Для выработки культурной политики вышеприведенные наблюдения необходимы и имеют фундаментальное значение для выработки политики, ориентированной на народные массы. Вот в чем причина международного «успеха» кинематографа в наши дни, а до этого — оперы и вообще музыки.
Искренность (или непосредственность) и дисциплина. Является ли искренность (или непосредственность) всегда достоинством и ценным качеством? Она достоинство и ценное качество, если она дисциплинирована. Искренность (и непосредственность) означает максимальное проявление индивидуализма, также и в значении идиосинкразии (в этом случае оригинальность тождественна идиотизму). Индивидуум оригинален исторически, когда он предельно обнаруживает и выявляет свою «социальность», «общественность», без этого он был бы «идиотом» (в этимологическом значении этого слова, которое, впрочем, не многим отличается от обычного, распространенного 19). В оригинальности личности, искренности заложен романтический смысл, и смысл этот исторически оправдан, поскольку возник он как реакция на известный конформизм, в основе своей «иезуитский», то есть на чисто внешний, фиктивный конформизм, искусственно созданный во имя интересов небольшой группы или клики, а не авангарда.

Задания:
1: При каком условии, согласно тексту для чтения, искренность является достоинством и ценным качеством?
2: Воспроизведите отрывок из текста для чтения между словами «Для выработки культурной» и «и вообще музыки.» включительно.

Выдержка из данных:
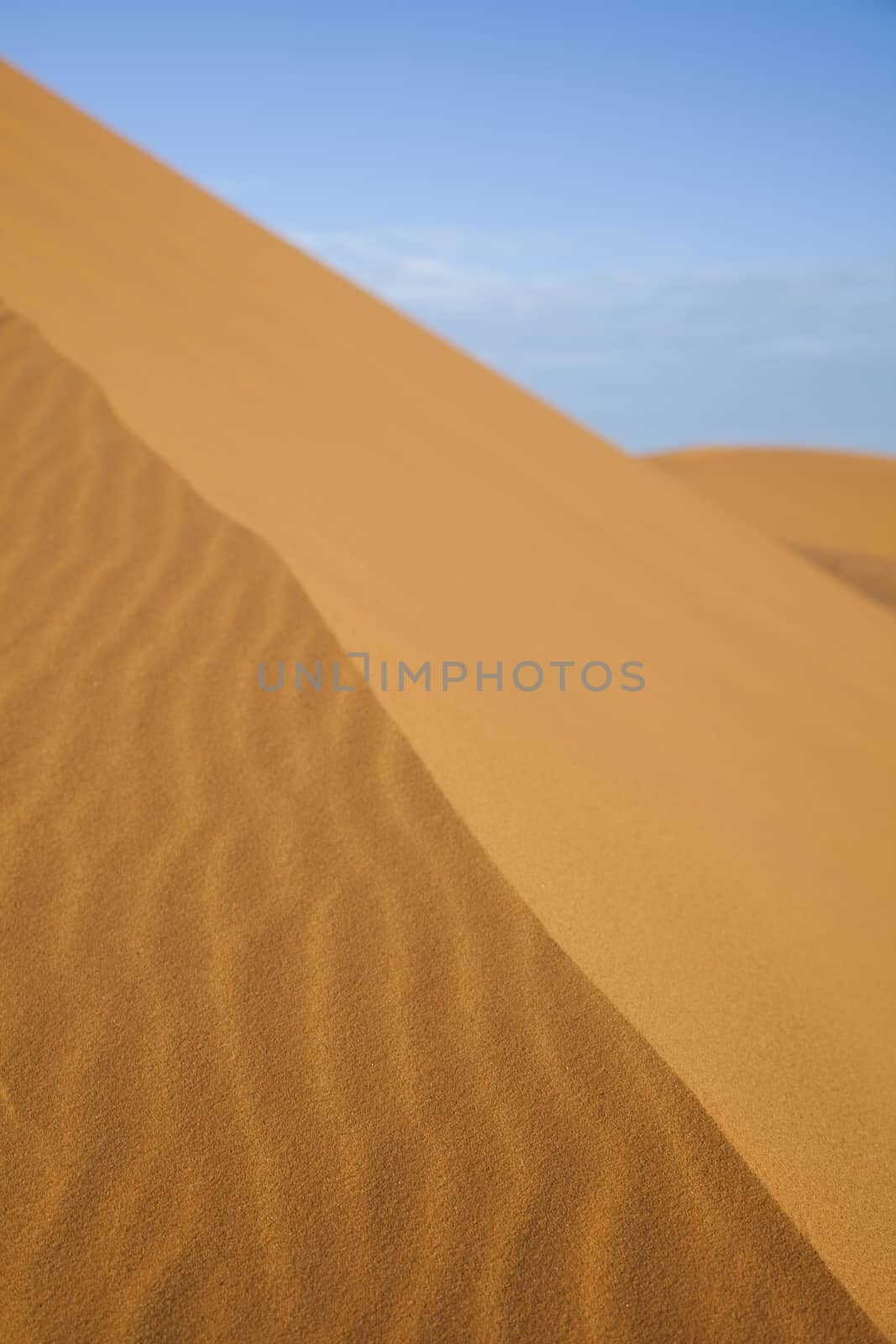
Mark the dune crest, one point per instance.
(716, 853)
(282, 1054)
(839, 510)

* * *

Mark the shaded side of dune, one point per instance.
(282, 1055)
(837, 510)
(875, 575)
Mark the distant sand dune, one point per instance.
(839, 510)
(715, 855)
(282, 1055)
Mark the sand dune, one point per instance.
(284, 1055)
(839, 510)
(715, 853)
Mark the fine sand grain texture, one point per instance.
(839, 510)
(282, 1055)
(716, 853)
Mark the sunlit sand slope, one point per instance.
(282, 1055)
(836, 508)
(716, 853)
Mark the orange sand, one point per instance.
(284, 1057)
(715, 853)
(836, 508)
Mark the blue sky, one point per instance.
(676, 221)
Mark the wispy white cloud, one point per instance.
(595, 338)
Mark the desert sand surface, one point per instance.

==

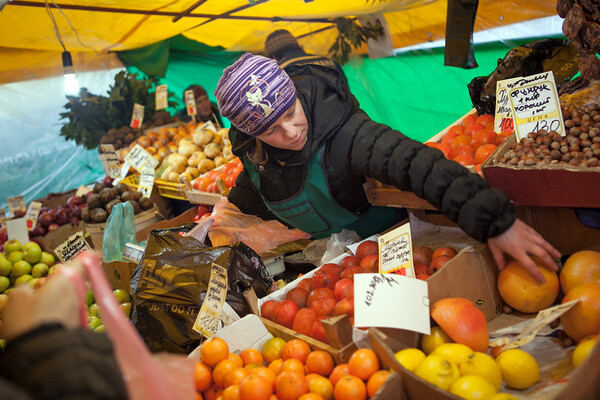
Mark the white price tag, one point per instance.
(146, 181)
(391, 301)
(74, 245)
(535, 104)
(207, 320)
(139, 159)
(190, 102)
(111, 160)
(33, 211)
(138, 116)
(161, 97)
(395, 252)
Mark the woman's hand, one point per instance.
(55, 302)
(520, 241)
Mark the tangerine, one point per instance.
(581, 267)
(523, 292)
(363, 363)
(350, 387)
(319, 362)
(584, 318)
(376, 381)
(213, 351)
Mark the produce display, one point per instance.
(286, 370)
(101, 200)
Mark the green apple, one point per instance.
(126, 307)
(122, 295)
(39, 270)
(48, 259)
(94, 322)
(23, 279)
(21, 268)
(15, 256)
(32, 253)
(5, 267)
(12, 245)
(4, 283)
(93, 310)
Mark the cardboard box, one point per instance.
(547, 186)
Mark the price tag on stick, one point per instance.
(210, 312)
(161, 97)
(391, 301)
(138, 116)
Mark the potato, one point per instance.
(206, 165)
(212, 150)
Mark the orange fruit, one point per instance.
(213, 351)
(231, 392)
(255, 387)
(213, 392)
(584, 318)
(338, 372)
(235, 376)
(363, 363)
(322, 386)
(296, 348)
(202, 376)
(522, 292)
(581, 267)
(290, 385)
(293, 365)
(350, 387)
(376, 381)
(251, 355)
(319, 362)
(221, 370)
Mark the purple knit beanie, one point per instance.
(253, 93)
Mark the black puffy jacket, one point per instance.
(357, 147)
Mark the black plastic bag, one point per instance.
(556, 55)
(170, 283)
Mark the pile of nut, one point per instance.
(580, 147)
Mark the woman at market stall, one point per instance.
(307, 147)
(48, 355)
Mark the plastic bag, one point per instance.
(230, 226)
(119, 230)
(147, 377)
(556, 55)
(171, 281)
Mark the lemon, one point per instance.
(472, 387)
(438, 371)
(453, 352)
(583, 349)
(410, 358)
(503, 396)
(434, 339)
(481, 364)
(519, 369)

Ответы:
1: Если она дисциплинирована.

2:
Для выработки культурной политики вышеприведенные наблюдения необходимы и имеют фундаментальное значение для выработки политики, ориентированной на народные массы. Вот в чем причина международного «успеха» кинематографа в наши дни, а до этого — оперы и вообще музыки.